— Consigne écrite —
Recopiez tel quel le passage de l'extrait sur l'expertise en droit international qui va de « [27]  Cependant, il » jusqu'à « valoir les parties. ».

B.  L’interdiction relative à la présentation d’une expertise sur le droit international

[26]  La première conclusion de droit du protonotaire Morneau quant à l’inadmissibilité du rapport peut être ainsi résumée : les tribunaux doivent prendre connaissance d’office du droit international, comme ils le font à l’égard du droit interne, parce que le droit international est incorporé au droit interne. Étant donné que les tribunaux prennent connaissance d’office du droit international, la preuve d’expert d’un juriste sur le droit international n’est pas nécessaire. Puisque la nécessité est l’un de quatre critères pour l’admissibilité d’une preuve d’expert énoncés par la Cour suprême du Canada dans l’arrêt R c Mohan, [1994] 2 RCS 9, à la page 20, une preuve d’expert inutile est donc inadmissible. En résumé, la preuve d’expert sur le droit interne est inadmissible, et la preuve d’expert sur le droit international doit donc être également inadmissible.

[27]  Cependant, il n’y a pas de position juridique faisant autorité au Canada sur la question de savoir si les juges doivent prendre connaissance d’office du droit international et, par conséquent, quant à l’admissibilité de l’expertise sur le droit international. Le protonotaire Morneau résume sa position sur cette question au paragraphe 12 de l’ordonnance et il se fonde essentiellement sur des commentaires formulés par l’auteur Gib van Ert dans Using International Law in Canadian Courts (précité, aux pages 42 à 72), où il exprime l’opinion que les tribunaux prennent connaissance d’office du droit international, comme le faisaient valoir les parties.

— Matériel —
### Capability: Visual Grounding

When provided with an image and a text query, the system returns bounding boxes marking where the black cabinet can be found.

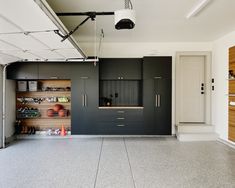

— Réponse attendue —
[27]  Cependant, il n’y a pas de position juridique faisant autorité au Canada sur la question de savoir si les juges doivent prendre connaissance d’office du droit international et, par conséquent, quant à l’admissibilité de l’expertise sur le droit international. Le protonotaire Morneau résume sa position sur cette question au paragraphe 12 de l’ordonnance et il se fonde essentiellement sur des commentaires formulés par l’auteur Gib van Ert dans Using International Law in Canadian Courts (précité, aux pages 42 à 72), où il exprime l’opinion que les tribunaux prennent connaissance d’office du droit international, comme le faisaient valoir les parties.